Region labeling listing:
....
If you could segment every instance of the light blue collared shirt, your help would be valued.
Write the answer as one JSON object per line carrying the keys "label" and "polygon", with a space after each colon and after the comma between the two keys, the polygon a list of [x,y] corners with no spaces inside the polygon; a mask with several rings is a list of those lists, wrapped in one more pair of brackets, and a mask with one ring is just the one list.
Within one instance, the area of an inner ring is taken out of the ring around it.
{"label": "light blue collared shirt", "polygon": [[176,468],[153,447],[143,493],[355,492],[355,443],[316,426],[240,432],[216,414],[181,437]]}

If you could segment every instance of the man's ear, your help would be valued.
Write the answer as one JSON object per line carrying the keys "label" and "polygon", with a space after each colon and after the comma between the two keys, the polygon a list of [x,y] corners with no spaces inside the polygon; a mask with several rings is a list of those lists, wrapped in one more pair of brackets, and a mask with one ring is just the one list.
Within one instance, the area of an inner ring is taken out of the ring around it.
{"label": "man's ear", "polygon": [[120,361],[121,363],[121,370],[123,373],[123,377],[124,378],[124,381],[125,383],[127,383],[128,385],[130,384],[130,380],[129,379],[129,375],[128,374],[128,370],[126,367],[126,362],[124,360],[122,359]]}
....
## THE REQUEST
Report each line of the listing above that contains the string "instance". Case counts.

## WRITTEN RESPONSE
If you could segment every instance of the light blue collared shirt, your help would be valued.
Within one instance, the area of an inner ring is taken out of the ring around it.
If you could segment every instance of the man's ear, your help would be valued.
Within one instance, the area of an inner ring is taken out of the ring around it.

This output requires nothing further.